▸ **Work to be completed**: A verbatim copy of every entry is required. Produce it now.

Natural-language object grounding data
.....
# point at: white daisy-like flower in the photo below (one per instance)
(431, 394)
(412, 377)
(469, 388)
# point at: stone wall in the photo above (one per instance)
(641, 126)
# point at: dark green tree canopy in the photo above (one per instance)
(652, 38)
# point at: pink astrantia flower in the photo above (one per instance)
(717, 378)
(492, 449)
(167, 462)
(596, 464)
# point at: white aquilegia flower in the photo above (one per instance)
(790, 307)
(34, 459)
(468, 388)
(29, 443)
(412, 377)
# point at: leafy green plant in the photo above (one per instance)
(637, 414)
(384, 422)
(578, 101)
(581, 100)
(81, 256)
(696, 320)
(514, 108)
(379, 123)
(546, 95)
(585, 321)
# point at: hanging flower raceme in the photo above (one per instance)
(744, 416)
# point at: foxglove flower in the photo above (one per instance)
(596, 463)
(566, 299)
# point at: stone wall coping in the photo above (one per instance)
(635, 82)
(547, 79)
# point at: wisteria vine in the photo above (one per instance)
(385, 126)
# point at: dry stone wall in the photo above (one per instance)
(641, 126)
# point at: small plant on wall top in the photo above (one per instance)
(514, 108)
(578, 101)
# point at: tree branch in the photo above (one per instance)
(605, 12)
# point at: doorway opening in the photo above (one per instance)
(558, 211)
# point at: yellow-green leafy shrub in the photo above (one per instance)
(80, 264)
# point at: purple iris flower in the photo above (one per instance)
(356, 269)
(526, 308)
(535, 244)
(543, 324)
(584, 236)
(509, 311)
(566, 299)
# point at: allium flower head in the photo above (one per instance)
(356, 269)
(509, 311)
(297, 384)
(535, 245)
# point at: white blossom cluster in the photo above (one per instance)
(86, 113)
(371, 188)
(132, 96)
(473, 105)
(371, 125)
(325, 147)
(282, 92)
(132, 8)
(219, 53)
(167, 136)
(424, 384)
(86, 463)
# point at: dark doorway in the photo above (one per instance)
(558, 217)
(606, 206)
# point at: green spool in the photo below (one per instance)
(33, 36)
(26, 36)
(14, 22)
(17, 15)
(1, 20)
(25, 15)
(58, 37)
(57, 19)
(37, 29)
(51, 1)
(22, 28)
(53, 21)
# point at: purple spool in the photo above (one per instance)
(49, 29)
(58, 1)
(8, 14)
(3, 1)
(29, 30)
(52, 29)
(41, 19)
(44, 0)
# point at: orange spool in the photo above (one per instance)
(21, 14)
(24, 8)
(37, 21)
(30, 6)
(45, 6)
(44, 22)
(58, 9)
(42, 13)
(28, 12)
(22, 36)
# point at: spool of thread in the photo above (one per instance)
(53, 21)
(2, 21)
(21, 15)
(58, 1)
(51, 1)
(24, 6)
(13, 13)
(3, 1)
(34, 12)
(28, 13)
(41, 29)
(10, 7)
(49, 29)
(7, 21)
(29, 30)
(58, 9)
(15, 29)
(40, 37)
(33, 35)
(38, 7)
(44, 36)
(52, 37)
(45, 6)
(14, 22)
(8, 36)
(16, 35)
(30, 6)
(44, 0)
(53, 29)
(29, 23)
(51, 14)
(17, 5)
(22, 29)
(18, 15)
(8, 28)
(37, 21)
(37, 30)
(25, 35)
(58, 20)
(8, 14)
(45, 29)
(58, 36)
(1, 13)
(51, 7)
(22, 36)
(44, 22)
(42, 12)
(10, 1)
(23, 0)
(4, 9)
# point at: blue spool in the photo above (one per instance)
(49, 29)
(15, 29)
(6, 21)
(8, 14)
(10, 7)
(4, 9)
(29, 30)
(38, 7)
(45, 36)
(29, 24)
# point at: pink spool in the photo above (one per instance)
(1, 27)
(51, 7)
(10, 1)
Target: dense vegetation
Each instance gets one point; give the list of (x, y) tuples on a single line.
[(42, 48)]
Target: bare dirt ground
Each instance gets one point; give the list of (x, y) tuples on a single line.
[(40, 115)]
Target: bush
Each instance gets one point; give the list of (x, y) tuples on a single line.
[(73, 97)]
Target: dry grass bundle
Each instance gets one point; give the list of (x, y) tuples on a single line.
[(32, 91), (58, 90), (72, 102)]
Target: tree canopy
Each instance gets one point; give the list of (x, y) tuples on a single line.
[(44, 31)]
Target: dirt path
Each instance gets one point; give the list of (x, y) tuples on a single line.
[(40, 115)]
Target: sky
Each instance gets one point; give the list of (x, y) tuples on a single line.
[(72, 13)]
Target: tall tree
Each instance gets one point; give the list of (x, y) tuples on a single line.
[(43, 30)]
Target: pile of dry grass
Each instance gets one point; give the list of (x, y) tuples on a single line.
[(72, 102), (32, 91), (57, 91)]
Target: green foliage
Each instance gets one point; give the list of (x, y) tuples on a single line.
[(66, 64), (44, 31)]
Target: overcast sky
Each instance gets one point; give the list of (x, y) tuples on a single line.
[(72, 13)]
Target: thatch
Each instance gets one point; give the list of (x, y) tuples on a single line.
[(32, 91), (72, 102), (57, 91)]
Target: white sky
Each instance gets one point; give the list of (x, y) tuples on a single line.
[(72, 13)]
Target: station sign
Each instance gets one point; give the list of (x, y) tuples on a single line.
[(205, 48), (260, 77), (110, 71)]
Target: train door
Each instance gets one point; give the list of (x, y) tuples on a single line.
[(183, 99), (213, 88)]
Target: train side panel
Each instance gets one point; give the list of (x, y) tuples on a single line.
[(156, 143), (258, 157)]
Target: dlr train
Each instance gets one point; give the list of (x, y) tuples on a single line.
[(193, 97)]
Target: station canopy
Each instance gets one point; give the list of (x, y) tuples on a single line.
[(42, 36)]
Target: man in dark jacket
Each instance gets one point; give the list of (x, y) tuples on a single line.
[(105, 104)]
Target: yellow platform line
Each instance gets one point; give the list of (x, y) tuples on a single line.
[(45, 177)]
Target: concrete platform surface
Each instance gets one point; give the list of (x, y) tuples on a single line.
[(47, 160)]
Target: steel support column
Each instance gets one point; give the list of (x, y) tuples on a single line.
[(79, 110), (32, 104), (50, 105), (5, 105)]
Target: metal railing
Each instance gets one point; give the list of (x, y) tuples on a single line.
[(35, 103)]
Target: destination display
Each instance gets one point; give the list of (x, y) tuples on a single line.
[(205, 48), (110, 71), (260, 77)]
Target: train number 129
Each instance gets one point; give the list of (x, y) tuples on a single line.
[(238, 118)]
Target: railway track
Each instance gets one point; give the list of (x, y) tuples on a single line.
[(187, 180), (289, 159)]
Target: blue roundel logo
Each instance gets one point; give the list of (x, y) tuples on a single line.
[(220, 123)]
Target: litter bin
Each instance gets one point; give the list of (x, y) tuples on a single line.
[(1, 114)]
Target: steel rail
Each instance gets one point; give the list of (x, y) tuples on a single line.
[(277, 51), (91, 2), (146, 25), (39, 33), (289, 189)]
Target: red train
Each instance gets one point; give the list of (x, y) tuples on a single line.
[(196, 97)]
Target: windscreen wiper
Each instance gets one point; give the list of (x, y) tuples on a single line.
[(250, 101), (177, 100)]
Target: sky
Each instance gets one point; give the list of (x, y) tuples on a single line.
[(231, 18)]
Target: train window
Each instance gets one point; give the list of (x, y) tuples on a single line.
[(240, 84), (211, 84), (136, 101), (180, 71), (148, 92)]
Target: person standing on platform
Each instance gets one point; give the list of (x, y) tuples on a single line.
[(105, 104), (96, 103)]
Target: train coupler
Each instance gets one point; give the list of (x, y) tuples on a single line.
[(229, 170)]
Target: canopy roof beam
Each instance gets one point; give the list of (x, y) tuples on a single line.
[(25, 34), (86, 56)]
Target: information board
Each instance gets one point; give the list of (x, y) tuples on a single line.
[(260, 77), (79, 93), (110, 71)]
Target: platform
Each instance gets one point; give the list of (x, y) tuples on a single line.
.....
▸ **Result below**:
# point at: white daisy-like flower in the photo below (one per instance)
(431, 394)
(412, 377)
(469, 388)
# point at: stone wall in the photo above (one per instance)
(641, 126)
# point at: dark green tree canopy in the photo above (one per instance)
(652, 38)
# point at: pink astrantia flower in the photo above (one per instance)
(717, 378)
(492, 449)
(167, 462)
(596, 464)
# point at: white aquilegia flower in the photo above (one per instance)
(790, 307)
(34, 459)
(468, 388)
(29, 443)
(412, 377)
# point at: leafy green plant in the photo above (one per instance)
(637, 414)
(384, 422)
(578, 101)
(581, 100)
(81, 256)
(696, 320)
(514, 108)
(379, 123)
(546, 95)
(585, 321)
# point at: hanging flower raceme in the photo above (one per instance)
(744, 416)
# point at: foxglove flower in the photo above (one per instance)
(596, 463)
(566, 299)
# point at: stone wall coping in the photo above (one per instance)
(635, 82)
(547, 79)
# point at: wisteria vine in the photo above (one per instance)
(385, 126)
# point at: dry stone wall in the photo above (one per instance)
(641, 126)
# point at: small plant on wall top in the photo above (one per instance)
(514, 108)
(578, 101)
# point at: tree branch in the photo above (one per instance)
(605, 12)
# point at: doorway opening in the photo above (one per instance)
(558, 211)
# point at: yellow-green leafy shrub in the photo above (one per instance)
(80, 264)
# point at: purple iris flower in the photo above (one per instance)
(356, 269)
(526, 308)
(535, 244)
(543, 324)
(584, 236)
(509, 311)
(566, 299)
# point at: allium flower head in the photo above (one per instance)
(356, 269)
(509, 311)
(297, 384)
(535, 245)
# point at: white blossom cluster in the photo above (one per instance)
(86, 113)
(371, 188)
(132, 96)
(473, 105)
(371, 125)
(325, 147)
(282, 92)
(132, 8)
(219, 53)
(167, 136)
(424, 384)
(86, 463)
# point at: dark doorway in the photo above (one per instance)
(558, 217)
(606, 206)
# point at: green spool in the photo below (one per instance)
(33, 36)
(26, 36)
(14, 22)
(17, 15)
(1, 20)
(25, 15)
(58, 37)
(57, 19)
(37, 29)
(51, 1)
(22, 28)
(53, 21)
# point at: purple spool in the photo above (one per instance)
(49, 29)
(58, 1)
(8, 14)
(3, 1)
(29, 30)
(52, 29)
(41, 19)
(44, 0)
# point at: orange spool in the photo above (one per instance)
(21, 14)
(24, 8)
(37, 21)
(30, 6)
(45, 6)
(44, 22)
(58, 9)
(42, 13)
(28, 12)
(22, 36)
# point at: spool of thread in the photo above (one per instance)
(53, 21)
(2, 21)
(21, 15)
(58, 1)
(51, 1)
(24, 6)
(13, 13)
(3, 1)
(34, 12)
(28, 13)
(41, 29)
(10, 7)
(49, 29)
(7, 21)
(29, 30)
(58, 9)
(15, 29)
(40, 37)
(33, 35)
(38, 7)
(44, 36)
(52, 37)
(45, 6)
(14, 22)
(8, 36)
(16, 35)
(30, 6)
(44, 0)
(53, 29)
(29, 23)
(51, 14)
(17, 5)
(22, 29)
(18, 15)
(8, 28)
(37, 21)
(37, 30)
(25, 35)
(58, 20)
(8, 14)
(45, 29)
(58, 36)
(1, 13)
(51, 7)
(22, 36)
(44, 22)
(42, 12)
(10, 1)
(23, 0)
(4, 9)
# point at: blue spool in the photo above (one per instance)
(49, 29)
(15, 29)
(6, 21)
(8, 14)
(10, 7)
(4, 9)
(29, 30)
(38, 7)
(45, 36)
(29, 24)
# point at: pink spool in the photo above (one per instance)
(1, 27)
(51, 7)
(10, 1)
Target: dense vegetation
Each instance gets one point; give the list of (x, y) tuples on a single line.
[(42, 48)]
Target: bare dirt ground
Each instance gets one point; give the list of (x, y) tuples on a single line.
[(40, 115)]
Target: bush
Each instance gets one point; give the list of (x, y) tuples on a single line.
[(73, 97)]
Target: dry grass bundle
Each instance gets one point; give the list of (x, y) tuples on a single line.
[(32, 91), (58, 90), (72, 102)]
Target: tree canopy
Each instance gets one point; give the list of (x, y) tuples on a single line.
[(44, 31)]
Target: dirt path
Each instance gets one point; give the list of (x, y) tuples on a single line.
[(40, 115)]
Target: sky
Each instance gets one point; give the list of (x, y) tuples on a single line.
[(72, 13)]
Target: tall tree
Each instance gets one point; give the list of (x, y) tuples on a single line.
[(43, 30)]
Target: pile of dry grass
Each instance gets one point; give the list of (x, y) tuples on a single line.
[(72, 102), (32, 91), (57, 91)]
Target: green foliage
Each instance gets one point; give the list of (x, y) tuples on a single line.
[(66, 64), (44, 31)]
Target: overcast sky
Each instance gets one point; give the list of (x, y) tuples on a single line.
[(72, 13)]
Target: thatch
Each instance gets one point; give the list of (x, y) tuples on a single line.
[(32, 91), (72, 102), (57, 91)]
Target: white sky
Each instance gets one point; give the list of (x, y) tuples on a single line.
[(72, 13)]
Target: station sign
Each instance gets one point; give the list of (x, y) tuples on a single line.
[(205, 48), (260, 77), (110, 71)]
Target: train door
Each instance gets one point; give the list of (x, y) tuples on a single line.
[(183, 99), (213, 88)]
Target: train side panel
Each instance gets one point; give the list of (x, y) tuples on a single line.
[(156, 143), (258, 157)]
Target: dlr train
Each instance gets one point; give the list of (x, y) tuples on a single line.
[(193, 97)]
Target: station canopy
Each instance gets one point; give the list of (x, y) tuples on a single line.
[(42, 36)]
Target: man in dark jacket
Each instance gets one point; give the list of (x, y) tuples on a single line.
[(105, 104)]
Target: yellow platform line
Each instance gets one point; give the list of (x, y) tuples on a single line.
[(45, 177)]
Target: concrete platform surface
Each instance gets one point; give the list of (x, y) tuples on a single line.
[(47, 160)]
Target: steel support column
Each instance gets one point; give the list of (x, y) tuples on a single line.
[(79, 110), (32, 104), (50, 105), (5, 105)]
Target: metal railing
Each instance gets one point; give the list of (x, y) tuples on a single line.
[(35, 103)]
Target: destination display
Each instance gets one point; give the list of (x, y) tuples on a single line.
[(205, 48), (110, 71), (260, 77)]
Target: train number 129
Each instance gets one point; give the list of (x, y) tuples on a single line.
[(238, 118)]
Target: railway track
Each instance gets one point; give the list of (x, y) tuples on a single line.
[(187, 180), (289, 159)]
Target: blue roundel logo
Each instance gets one point; give the list of (x, y) tuples on a single line.
[(220, 123)]
Target: litter bin
Each instance gets one point; give the list of (x, y) tuples on a single line.
[(1, 114)]
Target: steel rail
Each instance gets one point; give the list of (x, y) tuples on a single line.
[(277, 51), (91, 2), (146, 25), (39, 33), (289, 189)]
Target: red train
Each instance gets one point; give the list of (x, y) tuples on a single line.
[(196, 97)]
Target: windscreen wiper
Each instance gets one point; give the list of (x, y) tuples on a single line.
[(250, 101), (177, 100)]
Target: sky
Each instance gets one point; give the list of (x, y) tuples on a single line.
[(231, 18)]
Target: train window
Each instance gets one point; give the list of (x, y) tuples on a single line.
[(240, 84), (211, 84), (136, 101), (180, 71), (148, 92)]
Target: person standing on platform
Each instance gets one point; give the list of (x, y) tuples on a single line.
[(105, 104), (96, 103)]
Target: train coupler
Each instance gets one point; give the list of (x, y) tuples on a single line.
[(229, 170)]
Target: canopy roof beam
Each instance gets one point; give the list of (x, y) tuples on a single line.
[(25, 34), (86, 56)]
Target: information board
Each instance gets one point; give the list of (x, y) tuples on a single line.
[(260, 77), (79, 93), (110, 71)]
Target: platform
Each instance gets one point; give the list of (x, y) tuples on a single line.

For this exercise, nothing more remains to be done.